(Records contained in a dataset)
———

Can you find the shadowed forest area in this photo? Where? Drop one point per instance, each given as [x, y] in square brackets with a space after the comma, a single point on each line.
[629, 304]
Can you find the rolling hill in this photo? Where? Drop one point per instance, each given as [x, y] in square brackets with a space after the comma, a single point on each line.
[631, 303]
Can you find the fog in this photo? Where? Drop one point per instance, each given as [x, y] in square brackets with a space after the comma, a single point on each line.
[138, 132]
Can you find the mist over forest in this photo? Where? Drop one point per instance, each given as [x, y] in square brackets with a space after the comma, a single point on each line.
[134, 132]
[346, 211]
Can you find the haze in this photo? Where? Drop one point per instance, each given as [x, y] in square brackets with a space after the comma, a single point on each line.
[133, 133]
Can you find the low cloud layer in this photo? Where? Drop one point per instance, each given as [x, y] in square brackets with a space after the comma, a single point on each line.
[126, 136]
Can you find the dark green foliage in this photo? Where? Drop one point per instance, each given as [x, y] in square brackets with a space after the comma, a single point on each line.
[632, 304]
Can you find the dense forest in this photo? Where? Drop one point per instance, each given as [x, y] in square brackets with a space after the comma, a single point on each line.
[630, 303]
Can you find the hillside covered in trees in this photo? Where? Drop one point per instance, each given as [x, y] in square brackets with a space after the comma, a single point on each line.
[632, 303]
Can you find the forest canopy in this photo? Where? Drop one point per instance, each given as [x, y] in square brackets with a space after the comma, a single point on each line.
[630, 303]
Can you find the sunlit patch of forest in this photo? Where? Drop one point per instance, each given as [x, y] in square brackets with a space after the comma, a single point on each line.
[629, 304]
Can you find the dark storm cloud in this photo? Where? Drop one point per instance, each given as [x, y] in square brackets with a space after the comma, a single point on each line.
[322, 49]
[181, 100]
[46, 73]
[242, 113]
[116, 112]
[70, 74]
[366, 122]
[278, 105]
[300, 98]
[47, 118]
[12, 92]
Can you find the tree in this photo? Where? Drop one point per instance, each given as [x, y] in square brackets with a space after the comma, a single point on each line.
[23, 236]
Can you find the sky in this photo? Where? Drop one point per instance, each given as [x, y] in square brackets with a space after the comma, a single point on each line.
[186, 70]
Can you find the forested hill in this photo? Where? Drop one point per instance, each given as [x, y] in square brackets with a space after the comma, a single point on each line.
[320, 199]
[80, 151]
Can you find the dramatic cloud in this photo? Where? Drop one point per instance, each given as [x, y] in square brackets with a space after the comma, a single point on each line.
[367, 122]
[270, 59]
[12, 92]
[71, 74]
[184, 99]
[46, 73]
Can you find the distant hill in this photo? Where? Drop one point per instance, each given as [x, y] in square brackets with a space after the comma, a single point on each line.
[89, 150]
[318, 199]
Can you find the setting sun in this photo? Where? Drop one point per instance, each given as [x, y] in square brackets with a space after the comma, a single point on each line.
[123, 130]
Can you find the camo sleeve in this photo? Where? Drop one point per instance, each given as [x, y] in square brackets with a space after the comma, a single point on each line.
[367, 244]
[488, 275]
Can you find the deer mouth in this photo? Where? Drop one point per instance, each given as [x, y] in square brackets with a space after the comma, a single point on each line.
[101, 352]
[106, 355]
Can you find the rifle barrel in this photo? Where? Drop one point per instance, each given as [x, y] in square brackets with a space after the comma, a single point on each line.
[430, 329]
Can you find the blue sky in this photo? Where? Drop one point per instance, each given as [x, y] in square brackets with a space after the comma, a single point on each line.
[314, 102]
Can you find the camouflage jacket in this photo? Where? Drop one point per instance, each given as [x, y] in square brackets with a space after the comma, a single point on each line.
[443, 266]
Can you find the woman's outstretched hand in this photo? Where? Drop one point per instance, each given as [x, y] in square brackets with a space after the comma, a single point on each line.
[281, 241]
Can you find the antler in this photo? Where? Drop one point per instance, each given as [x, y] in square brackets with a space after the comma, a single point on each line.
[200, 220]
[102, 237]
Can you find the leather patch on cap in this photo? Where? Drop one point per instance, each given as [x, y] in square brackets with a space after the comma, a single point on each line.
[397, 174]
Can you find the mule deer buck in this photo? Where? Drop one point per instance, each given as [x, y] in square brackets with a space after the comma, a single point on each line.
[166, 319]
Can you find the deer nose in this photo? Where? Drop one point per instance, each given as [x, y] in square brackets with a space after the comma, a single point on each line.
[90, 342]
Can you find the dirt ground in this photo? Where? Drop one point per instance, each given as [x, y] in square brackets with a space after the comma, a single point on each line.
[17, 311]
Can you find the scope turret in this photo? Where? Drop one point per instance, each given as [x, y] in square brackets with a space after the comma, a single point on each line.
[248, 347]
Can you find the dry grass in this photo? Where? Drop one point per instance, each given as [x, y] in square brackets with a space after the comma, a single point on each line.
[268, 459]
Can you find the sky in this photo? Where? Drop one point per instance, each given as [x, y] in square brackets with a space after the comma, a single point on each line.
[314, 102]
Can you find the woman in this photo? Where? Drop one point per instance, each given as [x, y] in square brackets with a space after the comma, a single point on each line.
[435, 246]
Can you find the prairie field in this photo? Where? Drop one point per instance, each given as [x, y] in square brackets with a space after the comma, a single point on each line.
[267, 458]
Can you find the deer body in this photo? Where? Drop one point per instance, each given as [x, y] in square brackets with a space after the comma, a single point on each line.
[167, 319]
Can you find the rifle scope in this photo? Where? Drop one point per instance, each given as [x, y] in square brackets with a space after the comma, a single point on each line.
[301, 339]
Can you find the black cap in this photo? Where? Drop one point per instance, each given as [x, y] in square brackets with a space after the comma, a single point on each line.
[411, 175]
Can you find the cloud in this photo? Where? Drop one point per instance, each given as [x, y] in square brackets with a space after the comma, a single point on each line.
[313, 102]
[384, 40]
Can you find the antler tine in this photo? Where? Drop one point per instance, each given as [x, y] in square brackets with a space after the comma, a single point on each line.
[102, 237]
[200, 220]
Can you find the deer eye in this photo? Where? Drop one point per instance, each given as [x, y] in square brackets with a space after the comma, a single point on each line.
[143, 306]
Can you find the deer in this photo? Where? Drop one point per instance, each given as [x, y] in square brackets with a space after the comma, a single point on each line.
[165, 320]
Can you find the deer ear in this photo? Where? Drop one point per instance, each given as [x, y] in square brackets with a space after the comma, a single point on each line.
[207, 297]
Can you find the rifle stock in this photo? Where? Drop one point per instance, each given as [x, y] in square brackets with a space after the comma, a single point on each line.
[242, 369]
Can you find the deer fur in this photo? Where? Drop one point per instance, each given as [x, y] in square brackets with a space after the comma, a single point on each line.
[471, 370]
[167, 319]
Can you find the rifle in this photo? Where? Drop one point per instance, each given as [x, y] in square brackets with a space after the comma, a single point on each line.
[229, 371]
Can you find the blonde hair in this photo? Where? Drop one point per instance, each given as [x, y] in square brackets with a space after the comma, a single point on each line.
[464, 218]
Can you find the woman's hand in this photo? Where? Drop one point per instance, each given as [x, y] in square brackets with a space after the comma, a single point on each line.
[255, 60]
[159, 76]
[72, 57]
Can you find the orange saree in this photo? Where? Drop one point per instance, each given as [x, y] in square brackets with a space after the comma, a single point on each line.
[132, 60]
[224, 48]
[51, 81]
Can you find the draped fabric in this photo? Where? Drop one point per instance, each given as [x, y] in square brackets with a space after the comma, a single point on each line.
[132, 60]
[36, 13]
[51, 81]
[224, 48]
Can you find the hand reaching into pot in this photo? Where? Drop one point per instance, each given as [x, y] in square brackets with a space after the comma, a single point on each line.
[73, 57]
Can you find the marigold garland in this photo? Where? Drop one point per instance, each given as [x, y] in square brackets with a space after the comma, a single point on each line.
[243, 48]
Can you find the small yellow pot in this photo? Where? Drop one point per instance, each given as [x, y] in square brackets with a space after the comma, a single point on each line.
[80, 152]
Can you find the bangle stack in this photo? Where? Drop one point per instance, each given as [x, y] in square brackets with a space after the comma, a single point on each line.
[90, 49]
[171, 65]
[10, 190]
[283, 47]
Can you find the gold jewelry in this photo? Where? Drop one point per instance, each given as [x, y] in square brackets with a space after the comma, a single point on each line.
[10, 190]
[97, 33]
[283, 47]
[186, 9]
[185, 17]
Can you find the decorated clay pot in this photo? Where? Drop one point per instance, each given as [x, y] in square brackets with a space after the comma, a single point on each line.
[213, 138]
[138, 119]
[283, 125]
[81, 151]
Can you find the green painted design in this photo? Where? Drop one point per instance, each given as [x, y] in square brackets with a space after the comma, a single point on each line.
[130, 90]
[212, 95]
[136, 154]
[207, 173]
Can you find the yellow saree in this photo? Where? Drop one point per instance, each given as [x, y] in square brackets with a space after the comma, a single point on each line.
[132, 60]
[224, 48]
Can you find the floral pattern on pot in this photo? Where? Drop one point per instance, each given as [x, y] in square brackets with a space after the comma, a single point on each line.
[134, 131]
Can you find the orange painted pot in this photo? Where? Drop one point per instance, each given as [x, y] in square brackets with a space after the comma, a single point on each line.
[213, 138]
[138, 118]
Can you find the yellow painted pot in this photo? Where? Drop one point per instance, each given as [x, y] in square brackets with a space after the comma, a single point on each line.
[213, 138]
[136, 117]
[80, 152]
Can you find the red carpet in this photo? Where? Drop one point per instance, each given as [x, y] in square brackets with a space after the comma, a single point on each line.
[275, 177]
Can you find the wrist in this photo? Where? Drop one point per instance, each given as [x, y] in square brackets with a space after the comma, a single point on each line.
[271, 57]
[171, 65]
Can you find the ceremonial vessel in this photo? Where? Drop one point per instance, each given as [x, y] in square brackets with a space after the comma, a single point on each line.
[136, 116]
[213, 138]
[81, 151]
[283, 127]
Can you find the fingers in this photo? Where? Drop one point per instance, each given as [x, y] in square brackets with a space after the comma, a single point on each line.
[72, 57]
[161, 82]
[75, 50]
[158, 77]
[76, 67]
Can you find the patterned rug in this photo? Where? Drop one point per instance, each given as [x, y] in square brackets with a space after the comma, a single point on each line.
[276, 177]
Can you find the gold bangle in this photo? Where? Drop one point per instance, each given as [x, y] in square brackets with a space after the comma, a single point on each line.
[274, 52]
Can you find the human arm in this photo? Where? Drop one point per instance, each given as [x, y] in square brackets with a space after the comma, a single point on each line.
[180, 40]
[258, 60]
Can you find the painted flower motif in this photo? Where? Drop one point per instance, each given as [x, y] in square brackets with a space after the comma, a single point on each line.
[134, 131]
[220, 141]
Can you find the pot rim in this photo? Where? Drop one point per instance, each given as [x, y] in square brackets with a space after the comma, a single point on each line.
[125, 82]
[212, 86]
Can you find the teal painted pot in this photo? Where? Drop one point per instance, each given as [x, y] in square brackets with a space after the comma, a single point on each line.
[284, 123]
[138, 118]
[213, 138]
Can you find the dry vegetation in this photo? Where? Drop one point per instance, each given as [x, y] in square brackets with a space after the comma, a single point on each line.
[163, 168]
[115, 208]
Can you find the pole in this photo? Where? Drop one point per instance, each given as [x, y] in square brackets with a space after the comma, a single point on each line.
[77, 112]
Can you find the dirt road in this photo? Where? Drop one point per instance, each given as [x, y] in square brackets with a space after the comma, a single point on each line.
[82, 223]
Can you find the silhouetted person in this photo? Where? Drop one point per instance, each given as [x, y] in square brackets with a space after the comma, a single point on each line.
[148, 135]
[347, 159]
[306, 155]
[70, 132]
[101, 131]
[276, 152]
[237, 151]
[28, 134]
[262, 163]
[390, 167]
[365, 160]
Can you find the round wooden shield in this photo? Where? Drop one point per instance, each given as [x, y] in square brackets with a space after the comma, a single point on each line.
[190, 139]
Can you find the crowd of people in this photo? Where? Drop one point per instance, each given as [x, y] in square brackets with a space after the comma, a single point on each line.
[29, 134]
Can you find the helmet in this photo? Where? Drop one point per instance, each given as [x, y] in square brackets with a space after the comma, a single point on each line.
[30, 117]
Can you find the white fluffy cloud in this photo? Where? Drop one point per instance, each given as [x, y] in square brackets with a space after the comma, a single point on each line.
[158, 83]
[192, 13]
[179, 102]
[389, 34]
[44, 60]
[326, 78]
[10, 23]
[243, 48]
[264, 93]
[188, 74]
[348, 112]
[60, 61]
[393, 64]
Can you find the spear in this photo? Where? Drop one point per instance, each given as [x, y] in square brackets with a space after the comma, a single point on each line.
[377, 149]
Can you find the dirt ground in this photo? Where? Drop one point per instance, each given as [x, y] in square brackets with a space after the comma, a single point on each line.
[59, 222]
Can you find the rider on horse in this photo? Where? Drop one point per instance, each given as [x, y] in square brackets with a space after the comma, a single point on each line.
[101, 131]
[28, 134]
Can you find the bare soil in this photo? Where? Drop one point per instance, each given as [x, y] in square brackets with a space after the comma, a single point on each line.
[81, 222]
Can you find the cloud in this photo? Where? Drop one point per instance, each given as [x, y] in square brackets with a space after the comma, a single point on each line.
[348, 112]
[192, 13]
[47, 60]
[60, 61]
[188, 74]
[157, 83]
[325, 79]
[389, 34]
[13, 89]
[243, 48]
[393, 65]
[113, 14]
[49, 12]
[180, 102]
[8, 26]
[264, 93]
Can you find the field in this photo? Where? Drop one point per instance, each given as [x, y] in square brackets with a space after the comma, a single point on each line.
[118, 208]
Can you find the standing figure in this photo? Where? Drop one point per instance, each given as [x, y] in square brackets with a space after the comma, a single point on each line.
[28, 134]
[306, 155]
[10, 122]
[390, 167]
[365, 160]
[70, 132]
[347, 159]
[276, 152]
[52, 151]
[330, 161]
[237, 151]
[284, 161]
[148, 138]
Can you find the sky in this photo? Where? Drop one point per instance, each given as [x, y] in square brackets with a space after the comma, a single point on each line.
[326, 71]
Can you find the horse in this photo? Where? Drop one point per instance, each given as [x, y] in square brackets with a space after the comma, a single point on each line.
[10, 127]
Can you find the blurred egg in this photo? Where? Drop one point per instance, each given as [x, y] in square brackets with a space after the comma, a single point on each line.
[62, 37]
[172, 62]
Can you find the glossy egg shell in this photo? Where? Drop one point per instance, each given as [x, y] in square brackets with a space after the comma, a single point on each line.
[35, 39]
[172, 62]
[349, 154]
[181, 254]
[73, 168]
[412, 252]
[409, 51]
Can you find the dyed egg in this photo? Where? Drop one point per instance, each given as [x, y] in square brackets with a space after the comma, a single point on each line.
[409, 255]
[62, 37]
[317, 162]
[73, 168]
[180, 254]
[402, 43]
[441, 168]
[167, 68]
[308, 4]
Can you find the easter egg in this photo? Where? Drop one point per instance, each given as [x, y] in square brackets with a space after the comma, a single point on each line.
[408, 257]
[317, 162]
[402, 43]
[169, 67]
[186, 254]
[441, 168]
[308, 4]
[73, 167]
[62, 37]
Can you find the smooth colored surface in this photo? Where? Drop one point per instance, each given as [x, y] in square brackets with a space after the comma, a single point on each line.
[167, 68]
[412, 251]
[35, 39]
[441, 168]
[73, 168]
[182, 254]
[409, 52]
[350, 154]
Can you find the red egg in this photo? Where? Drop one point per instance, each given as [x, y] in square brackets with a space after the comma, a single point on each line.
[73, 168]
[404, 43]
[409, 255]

———

Return exactly the lines from the one containing "Can you find the glossy" through the last line of the records above, both included, and nothing else.

- [Reply to the exercise]:
Can you find the glossy egg shell in this photo? Where? Drop one point per instance, each given as [x, y] in square brackets with a space after the comma, a single point on each line.
[35, 39]
[172, 62]
[349, 154]
[181, 254]
[73, 168]
[412, 252]
[409, 51]
Can you find the dyed egg in this photo? Where? Drop one point per instance, each given as [x, y] in square brackets with a space after the comma, a single point on each line.
[409, 255]
[62, 37]
[317, 162]
[73, 168]
[180, 254]
[402, 43]
[441, 168]
[167, 68]
[308, 4]
Can you find the easter egg in this photo? Where? Drop one point per instance, each given as [x, y] in square brackets with a space after the comma, a single point on each line.
[408, 257]
[317, 162]
[402, 43]
[169, 67]
[186, 254]
[441, 168]
[308, 4]
[73, 167]
[62, 37]
Can you find the smooth colored surface in this photo? Where? Drop one point per instance, each given as [x, y] in square brackets with a space after the comma, a single point on each line.
[167, 68]
[412, 251]
[35, 39]
[441, 168]
[73, 168]
[182, 254]
[409, 52]
[350, 154]
Can you find the red egg in this photo? Where? Drop one point per instance, each given as [x, y] in square brackets with a space after the comma, a single point on each line.
[73, 168]
[404, 43]
[409, 255]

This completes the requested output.